**Task data:**
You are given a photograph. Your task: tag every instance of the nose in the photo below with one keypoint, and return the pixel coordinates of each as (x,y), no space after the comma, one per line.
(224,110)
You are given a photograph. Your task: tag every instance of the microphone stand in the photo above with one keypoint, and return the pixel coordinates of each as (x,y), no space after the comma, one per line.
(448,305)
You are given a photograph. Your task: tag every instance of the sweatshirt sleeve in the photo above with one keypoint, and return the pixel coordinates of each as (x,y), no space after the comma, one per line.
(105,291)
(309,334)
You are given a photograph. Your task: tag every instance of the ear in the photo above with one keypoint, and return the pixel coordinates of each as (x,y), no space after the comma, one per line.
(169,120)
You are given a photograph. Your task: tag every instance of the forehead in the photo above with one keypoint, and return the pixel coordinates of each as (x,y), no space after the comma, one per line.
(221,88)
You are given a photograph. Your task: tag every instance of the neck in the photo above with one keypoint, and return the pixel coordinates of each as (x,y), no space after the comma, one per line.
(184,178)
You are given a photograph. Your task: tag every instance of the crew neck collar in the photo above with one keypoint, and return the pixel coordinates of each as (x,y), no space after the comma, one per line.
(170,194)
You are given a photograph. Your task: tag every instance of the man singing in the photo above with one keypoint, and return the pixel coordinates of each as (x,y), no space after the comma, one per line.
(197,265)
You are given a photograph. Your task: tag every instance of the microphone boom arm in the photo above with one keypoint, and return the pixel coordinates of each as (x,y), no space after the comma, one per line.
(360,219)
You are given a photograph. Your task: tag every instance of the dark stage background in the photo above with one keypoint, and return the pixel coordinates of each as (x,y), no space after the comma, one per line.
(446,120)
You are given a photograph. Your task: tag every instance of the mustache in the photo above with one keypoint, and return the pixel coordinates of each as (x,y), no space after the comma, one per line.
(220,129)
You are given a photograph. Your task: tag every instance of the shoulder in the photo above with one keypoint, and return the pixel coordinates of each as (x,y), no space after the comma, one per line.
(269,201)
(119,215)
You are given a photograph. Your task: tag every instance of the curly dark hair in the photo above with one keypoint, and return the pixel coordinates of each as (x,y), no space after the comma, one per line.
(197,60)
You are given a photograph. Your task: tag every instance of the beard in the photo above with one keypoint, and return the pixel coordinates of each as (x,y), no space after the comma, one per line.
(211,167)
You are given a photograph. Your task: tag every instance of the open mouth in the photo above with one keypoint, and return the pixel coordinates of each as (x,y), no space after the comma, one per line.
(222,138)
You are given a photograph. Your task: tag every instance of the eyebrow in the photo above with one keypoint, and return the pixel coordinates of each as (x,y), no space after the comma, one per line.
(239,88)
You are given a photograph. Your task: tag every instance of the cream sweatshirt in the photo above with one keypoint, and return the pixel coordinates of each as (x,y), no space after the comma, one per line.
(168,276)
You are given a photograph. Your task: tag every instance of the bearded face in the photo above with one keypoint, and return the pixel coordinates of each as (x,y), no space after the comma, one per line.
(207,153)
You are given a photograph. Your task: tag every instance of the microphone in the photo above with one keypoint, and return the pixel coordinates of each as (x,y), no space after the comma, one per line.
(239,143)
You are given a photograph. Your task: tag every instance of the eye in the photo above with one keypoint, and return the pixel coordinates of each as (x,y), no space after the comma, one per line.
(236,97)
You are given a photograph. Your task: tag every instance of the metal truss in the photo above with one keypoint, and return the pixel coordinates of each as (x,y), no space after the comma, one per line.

**Problem to work on:** In the entries above, find the line with "of the curly", then retype it and every line after it exactly.

**Completed exercise:**
You are given a photograph. Your task: tag every instance of the curly dark hair in the photo above with one keypoint, and return the pixel coordinates of each as (x,y), no space after the comma, one per line.
(197,60)
You are given a photograph. Your task: tag every instance of the beard in the photo above with one keypoint, and return the pixel coordinates of each as (x,y), no space after the comma, one per line.
(211,167)
You are given a photograph. Your task: tag every instance of the open mouth in the photo above with one keypoint, and return the pixel coordinates of each as (x,y), no space after the comma, one per line.
(222,138)
You are given a photograph. Your task: tag every instance of the eyebrow in the photo above with one keypoint, and return the pixel coordinates of each as (x,y), no space after the comma, one per line.
(239,88)
You are given a photograph. Your task: tag every instance of the cream sweatshirt in the photo above with one keypoint, and return the pixel coordinates of each as (x,y), no space after the comma, one per line.
(168,276)
You are given a photograph. Your task: tag every instance of the bearded face in the photo above with one keypoint, and return the pixel coordinates of each as (x,y), no space after the comma, one per line.
(207,153)
You are given a photograph. Your task: tag every instance of the microphone in the photo above with one keypoint, and return the pixel coordinates of each as (x,y), no space after the comma, one per line.
(239,143)
You are given a photograph. Your task: tag every instance of the eye in the photo above with one keypoint, and return the pixel coordinates of each as (x,y), no space after the comma, one per line.
(236,97)
You are given a photograph. Your task: tag every instance of the metal truss in the photo above with one keypoint, and return the pixel coordinates of each as (x,y), no space after the comma, one per line.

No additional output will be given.